- **SOURCE EXTRACT**:
4.
Conclusion
In summary, we report here the development of a sensitive, simple, and
efficient fluorogenic assay that is suitable for high-throughput
screening of ADHs. We demonstrated
the potential of SDFA by performing directed evolution on PfODH through
screening a combinatorial library. The selected enzyme variant exhibited
a substantially higher kcat/km value
toward (S )-2-octanol compared to its wild-type. In addition, the
secretion-based nature of SDFA exempts the need for cell lysis, thus
bypassing its disadvantages including the release of interfering
cytosolic components, the additional cost of lysis reagent, the
potential inconsistency of lysis efficiency, the extra effort of
preserving intact culture for genome recovery. From this perspective,
SDFA not only provides a sensitive and reliable way for determining ADHs
activity, but also simplifies the screening
procedure.
To the best of our knowledge, SDFA is the first secretion-based assay
that can easily enable normalizing the catalytic activity of ADHs for
high throughput screening. SDFA is
in theory also applicable to other NAD(P)(H)-dependent enzymes besides
ADHs and is suitable for high-throughput screening methods such as
96/384 well plate format. Although the method we have developed so far
only works with the oxidative direction of the ADH-catalyzed reaction,
SDFA should still be attractive to many protein engineers, because there
are a large number of useful oxidative reactions catalyzed ADHs.

- **Entries drawn from a collection**:
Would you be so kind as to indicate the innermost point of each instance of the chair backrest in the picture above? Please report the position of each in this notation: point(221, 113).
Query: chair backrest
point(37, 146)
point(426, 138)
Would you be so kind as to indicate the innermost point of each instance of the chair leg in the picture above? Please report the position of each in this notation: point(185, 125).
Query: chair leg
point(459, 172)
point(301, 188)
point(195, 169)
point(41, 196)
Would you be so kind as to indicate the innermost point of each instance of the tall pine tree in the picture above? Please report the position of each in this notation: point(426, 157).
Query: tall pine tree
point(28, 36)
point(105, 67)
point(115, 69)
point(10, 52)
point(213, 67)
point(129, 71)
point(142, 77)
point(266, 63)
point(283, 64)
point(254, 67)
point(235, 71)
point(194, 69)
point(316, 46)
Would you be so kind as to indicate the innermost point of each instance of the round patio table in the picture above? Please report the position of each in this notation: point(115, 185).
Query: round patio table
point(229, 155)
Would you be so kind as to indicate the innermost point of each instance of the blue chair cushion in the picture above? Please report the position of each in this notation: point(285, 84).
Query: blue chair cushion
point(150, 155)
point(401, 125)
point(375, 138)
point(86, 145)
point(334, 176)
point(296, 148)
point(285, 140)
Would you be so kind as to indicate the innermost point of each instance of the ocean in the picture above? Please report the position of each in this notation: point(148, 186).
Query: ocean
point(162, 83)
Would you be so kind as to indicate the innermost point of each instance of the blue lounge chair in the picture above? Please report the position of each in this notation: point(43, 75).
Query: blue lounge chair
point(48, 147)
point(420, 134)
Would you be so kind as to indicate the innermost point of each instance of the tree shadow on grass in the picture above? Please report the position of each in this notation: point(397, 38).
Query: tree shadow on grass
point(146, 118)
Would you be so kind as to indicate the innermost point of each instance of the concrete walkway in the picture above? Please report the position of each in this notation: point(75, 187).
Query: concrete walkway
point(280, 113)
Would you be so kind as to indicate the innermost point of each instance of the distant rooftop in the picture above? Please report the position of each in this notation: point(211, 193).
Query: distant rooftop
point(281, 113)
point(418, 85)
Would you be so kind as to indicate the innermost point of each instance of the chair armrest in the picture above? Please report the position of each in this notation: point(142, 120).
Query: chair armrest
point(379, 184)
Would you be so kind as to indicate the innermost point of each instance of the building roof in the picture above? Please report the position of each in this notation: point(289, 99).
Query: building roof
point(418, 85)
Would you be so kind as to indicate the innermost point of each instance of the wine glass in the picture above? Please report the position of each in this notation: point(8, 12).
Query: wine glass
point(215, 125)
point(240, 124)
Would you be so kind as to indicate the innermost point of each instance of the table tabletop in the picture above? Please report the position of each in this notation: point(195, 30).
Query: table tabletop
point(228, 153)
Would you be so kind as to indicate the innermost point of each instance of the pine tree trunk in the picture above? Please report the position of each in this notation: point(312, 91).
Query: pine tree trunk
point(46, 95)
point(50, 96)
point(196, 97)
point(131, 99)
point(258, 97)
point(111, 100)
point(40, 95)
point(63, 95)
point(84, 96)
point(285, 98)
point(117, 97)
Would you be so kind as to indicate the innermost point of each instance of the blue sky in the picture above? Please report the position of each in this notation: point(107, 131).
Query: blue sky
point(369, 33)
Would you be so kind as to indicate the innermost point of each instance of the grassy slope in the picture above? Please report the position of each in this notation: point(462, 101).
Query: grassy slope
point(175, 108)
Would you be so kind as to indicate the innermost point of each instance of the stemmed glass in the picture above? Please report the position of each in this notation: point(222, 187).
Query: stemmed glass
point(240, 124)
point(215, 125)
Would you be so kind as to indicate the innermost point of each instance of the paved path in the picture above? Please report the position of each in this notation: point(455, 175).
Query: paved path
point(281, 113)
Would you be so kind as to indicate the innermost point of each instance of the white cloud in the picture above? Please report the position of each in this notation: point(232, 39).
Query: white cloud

- **EXERCISE REQUIREMENTS**: Can you output, word for word, the stretch of the assay conclusion from "To the best" through "reactions catalyzed ADHs."? None of this data is needed.

- **FINAL ANSWER**:
To the best of our knowledge, SDFA is the first secretion-based assay
that can easily enable normalizing the catalytic activity of ADHs for
high throughput screening. SDFA is
in theory also applicable to other NAD(P)(H)-dependent enzymes besides
ADHs and is suitable for high-throughput screening methods such as
96/384 well plate format. Although the method we have developed so far
only works with the oxidative direction of the ADH-catalyzed reaction,
SDFA should still be attractive to many protein engineers, because there
are a large number of useful oxidative reactions catalyzed ADHs.